## Objective
Rewrite every line starting at the one containing "tree visible in it." and ending at the last line of the records, requests included, with each bounding-box coordinate in the answers multiplied by 2.6. Round each result to the nearest whole number, with halves rounded up.
— Begin —
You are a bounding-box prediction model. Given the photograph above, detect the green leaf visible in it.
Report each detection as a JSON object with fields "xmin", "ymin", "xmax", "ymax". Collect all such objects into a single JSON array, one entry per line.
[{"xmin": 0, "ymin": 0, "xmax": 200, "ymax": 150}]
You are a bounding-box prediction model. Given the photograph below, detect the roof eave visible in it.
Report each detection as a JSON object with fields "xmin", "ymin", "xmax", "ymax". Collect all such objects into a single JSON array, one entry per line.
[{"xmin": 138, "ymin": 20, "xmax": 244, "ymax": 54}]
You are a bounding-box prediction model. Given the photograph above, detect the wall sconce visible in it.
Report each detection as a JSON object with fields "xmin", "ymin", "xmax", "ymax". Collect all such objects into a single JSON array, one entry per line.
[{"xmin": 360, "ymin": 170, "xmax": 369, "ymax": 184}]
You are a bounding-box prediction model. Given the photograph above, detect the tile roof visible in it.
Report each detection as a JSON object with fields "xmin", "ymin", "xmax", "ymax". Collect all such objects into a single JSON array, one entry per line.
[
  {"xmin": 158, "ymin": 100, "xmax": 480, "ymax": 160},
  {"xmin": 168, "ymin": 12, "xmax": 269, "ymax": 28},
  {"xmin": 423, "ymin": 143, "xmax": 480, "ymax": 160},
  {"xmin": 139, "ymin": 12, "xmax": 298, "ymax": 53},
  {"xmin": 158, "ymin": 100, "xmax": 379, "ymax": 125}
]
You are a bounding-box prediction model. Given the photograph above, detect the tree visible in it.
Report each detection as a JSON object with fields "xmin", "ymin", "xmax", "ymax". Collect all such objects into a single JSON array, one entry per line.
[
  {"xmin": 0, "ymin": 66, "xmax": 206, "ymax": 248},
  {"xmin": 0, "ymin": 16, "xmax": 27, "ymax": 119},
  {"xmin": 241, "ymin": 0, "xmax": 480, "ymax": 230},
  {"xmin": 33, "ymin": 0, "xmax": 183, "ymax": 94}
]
— End —
## Written reply
You are a bounding-box prediction model. Given the photograph above, detect the tree visible in it.
Report each detection as a JSON object with fields "xmin", "ymin", "xmax", "ymax". Collect all such objects into a single JSON array, one entry per line.
[
  {"xmin": 0, "ymin": 172, "xmax": 536, "ymax": 645},
  {"xmin": 0, "ymin": 42, "xmax": 70, "ymax": 309},
  {"xmin": 627, "ymin": 0, "xmax": 1248, "ymax": 598},
  {"xmin": 86, "ymin": 0, "xmax": 476, "ymax": 244}
]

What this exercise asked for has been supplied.